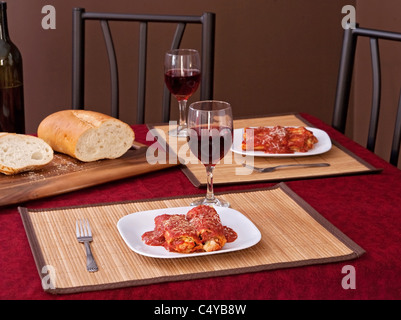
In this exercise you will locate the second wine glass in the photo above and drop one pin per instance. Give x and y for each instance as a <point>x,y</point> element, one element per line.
<point>182,77</point>
<point>210,135</point>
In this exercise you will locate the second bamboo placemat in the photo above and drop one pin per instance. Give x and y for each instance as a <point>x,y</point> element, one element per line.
<point>229,170</point>
<point>293,234</point>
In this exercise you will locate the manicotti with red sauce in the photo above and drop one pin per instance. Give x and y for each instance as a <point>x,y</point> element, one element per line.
<point>278,139</point>
<point>199,230</point>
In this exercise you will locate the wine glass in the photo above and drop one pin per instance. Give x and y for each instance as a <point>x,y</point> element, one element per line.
<point>210,135</point>
<point>182,77</point>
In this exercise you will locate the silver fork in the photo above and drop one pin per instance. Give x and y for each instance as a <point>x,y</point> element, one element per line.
<point>270,169</point>
<point>84,234</point>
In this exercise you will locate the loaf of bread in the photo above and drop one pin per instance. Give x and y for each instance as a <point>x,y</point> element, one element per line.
<point>86,135</point>
<point>20,153</point>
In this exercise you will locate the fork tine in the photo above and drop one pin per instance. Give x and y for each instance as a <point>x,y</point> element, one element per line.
<point>77,229</point>
<point>88,228</point>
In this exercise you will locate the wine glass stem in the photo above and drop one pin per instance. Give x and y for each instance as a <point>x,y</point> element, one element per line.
<point>182,104</point>
<point>209,193</point>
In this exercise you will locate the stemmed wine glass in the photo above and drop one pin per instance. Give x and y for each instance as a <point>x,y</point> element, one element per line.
<point>210,135</point>
<point>182,77</point>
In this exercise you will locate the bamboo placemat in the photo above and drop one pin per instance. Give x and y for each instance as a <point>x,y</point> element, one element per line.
<point>229,170</point>
<point>293,234</point>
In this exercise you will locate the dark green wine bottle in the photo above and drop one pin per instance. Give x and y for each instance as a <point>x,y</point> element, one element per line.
<point>12,117</point>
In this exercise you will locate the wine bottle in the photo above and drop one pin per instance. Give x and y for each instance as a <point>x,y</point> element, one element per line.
<point>12,118</point>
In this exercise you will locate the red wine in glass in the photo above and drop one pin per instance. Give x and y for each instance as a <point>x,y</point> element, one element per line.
<point>182,83</point>
<point>210,135</point>
<point>210,145</point>
<point>182,76</point>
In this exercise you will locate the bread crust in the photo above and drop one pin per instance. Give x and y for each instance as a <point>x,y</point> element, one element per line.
<point>63,129</point>
<point>34,165</point>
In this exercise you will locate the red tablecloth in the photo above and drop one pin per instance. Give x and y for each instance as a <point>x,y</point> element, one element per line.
<point>365,207</point>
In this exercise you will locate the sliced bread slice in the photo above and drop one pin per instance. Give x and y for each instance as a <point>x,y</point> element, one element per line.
<point>20,153</point>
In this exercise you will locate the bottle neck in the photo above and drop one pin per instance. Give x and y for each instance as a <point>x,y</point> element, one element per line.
<point>3,22</point>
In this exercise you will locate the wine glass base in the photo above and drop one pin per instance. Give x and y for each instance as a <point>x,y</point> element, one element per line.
<point>181,133</point>
<point>214,203</point>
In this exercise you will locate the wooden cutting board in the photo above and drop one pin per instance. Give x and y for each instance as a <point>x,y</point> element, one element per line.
<point>65,174</point>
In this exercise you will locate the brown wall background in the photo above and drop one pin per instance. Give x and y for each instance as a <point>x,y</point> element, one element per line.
<point>271,56</point>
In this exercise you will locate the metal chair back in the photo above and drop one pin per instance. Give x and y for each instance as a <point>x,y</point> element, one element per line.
<point>344,86</point>
<point>80,16</point>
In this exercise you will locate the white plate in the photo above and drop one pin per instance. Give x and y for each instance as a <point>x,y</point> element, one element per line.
<point>323,145</point>
<point>134,225</point>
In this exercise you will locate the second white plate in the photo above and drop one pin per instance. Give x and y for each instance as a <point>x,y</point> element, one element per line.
<point>323,145</point>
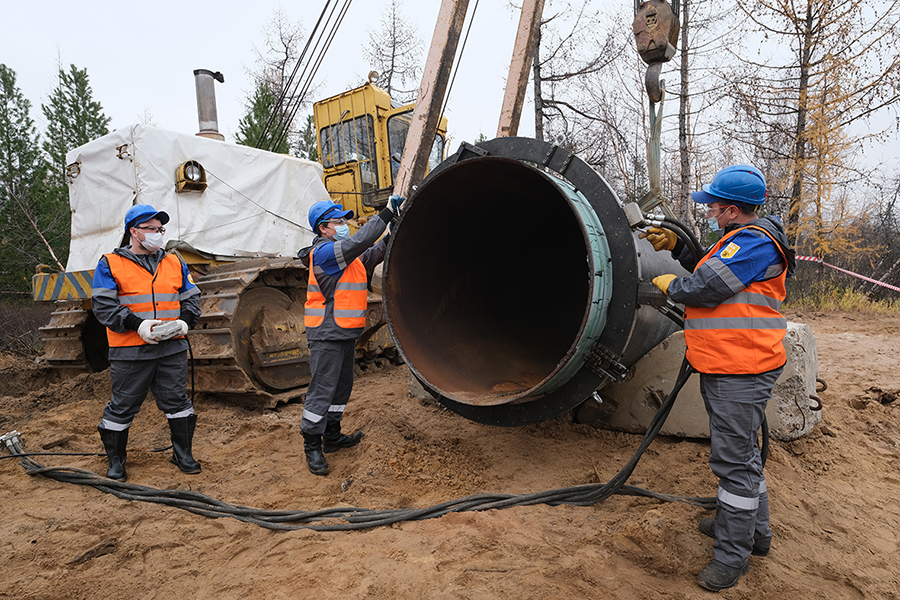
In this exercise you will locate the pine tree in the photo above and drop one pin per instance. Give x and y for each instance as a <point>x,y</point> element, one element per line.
<point>257,128</point>
<point>24,194</point>
<point>73,118</point>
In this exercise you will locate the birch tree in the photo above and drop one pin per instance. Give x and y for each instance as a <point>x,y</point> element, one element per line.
<point>395,52</point>
<point>809,109</point>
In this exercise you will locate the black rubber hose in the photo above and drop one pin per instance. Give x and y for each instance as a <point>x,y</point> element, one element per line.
<point>359,518</point>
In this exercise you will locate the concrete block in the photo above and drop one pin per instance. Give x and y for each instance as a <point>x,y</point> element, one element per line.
<point>630,405</point>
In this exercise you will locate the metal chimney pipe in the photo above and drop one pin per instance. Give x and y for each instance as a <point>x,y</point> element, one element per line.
<point>206,103</point>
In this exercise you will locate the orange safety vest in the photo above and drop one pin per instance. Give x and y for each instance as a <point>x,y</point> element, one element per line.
<point>351,300</point>
<point>147,295</point>
<point>742,335</point>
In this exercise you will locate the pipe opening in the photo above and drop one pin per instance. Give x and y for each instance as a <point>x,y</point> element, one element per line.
<point>489,280</point>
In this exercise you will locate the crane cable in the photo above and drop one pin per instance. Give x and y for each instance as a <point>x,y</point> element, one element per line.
<point>314,57</point>
<point>359,518</point>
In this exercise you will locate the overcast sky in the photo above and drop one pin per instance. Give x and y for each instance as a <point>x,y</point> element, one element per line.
<point>140,57</point>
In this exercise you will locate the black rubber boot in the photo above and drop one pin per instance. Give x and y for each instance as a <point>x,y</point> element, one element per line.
<point>760,548</point>
<point>182,436</point>
<point>114,442</point>
<point>334,440</point>
<point>718,576</point>
<point>312,445</point>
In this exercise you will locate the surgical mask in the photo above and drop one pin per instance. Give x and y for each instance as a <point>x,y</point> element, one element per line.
<point>152,241</point>
<point>341,232</point>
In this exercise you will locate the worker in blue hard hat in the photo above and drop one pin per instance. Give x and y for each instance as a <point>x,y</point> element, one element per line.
<point>734,332</point>
<point>146,299</point>
<point>335,316</point>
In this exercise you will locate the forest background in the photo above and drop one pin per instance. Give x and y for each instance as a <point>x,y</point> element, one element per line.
<point>807,90</point>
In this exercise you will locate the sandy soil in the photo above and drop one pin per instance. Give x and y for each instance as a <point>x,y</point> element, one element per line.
<point>835,498</point>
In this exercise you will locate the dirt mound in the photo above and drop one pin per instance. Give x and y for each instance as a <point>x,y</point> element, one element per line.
<point>834,498</point>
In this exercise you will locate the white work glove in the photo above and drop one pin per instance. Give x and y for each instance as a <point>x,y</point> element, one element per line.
<point>144,330</point>
<point>394,203</point>
<point>170,329</point>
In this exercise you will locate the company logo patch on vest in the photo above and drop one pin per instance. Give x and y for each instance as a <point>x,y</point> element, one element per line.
<point>730,250</point>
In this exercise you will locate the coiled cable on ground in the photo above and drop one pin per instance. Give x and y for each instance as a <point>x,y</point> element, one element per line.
<point>354,518</point>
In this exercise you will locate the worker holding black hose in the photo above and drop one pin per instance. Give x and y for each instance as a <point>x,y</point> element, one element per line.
<point>335,316</point>
<point>734,332</point>
<point>146,299</point>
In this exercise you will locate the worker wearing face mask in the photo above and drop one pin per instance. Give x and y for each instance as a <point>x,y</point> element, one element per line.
<point>335,316</point>
<point>147,301</point>
<point>734,334</point>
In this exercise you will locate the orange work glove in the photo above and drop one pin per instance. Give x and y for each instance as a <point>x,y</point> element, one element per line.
<point>662,239</point>
<point>663,281</point>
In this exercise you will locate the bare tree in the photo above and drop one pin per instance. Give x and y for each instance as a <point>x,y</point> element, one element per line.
<point>395,51</point>
<point>841,68</point>
<point>275,98</point>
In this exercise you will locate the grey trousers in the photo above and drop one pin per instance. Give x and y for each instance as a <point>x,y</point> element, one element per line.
<point>736,405</point>
<point>166,377</point>
<point>331,363</point>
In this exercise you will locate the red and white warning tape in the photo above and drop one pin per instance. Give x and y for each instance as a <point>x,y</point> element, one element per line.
<point>863,277</point>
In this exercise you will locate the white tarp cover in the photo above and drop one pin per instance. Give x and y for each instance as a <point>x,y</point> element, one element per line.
<point>255,203</point>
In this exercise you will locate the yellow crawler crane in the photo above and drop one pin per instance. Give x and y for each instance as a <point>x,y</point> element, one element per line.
<point>361,138</point>
<point>238,217</point>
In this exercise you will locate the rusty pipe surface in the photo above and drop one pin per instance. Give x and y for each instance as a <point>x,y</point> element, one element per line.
<point>502,278</point>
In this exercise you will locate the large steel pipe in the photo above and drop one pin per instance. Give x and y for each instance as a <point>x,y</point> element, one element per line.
<point>511,271</point>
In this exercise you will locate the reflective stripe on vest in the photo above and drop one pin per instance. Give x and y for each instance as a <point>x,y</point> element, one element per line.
<point>351,300</point>
<point>742,335</point>
<point>147,295</point>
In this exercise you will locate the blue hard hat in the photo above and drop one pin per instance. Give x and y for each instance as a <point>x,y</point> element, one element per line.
<point>326,209</point>
<point>741,183</point>
<point>141,213</point>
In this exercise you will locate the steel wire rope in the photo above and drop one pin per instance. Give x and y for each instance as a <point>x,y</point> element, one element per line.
<point>462,49</point>
<point>283,91</point>
<point>248,198</point>
<point>359,518</point>
<point>308,83</point>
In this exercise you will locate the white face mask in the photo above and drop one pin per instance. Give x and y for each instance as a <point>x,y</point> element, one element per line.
<point>152,241</point>
<point>341,232</point>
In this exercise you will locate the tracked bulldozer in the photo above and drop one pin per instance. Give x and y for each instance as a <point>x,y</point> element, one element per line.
<point>238,218</point>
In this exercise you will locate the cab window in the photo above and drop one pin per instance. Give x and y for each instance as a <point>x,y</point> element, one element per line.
<point>398,128</point>
<point>351,140</point>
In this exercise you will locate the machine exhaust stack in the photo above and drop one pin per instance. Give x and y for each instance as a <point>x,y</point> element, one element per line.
<point>206,103</point>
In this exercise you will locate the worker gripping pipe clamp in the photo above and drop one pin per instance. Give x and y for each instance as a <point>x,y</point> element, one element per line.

Required work:
Rescale the items from the line containing "In this exercise you will locate the wine bottle" through the line containing "<point>182,76</point>", both included, and rewrite those lines with the request text unchanged. Multiply every coordinate in the answers by 1.7 and round it to a whole number, rounding halves up; output only those lines.

The solution:
In this exercise you will locate the wine bottle in the photo above and drop one pin per instance. Give x and y for each instance as a <point>x,y</point> element, one element per line.
<point>20,201</point>
In this exercise you will locate the red wine in glass in the photo above and drop one pin per instance. Give x and y for each instance as a <point>x,y</point> element, one element per line.
<point>309,141</point>
<point>357,230</point>
<point>357,247</point>
<point>309,129</point>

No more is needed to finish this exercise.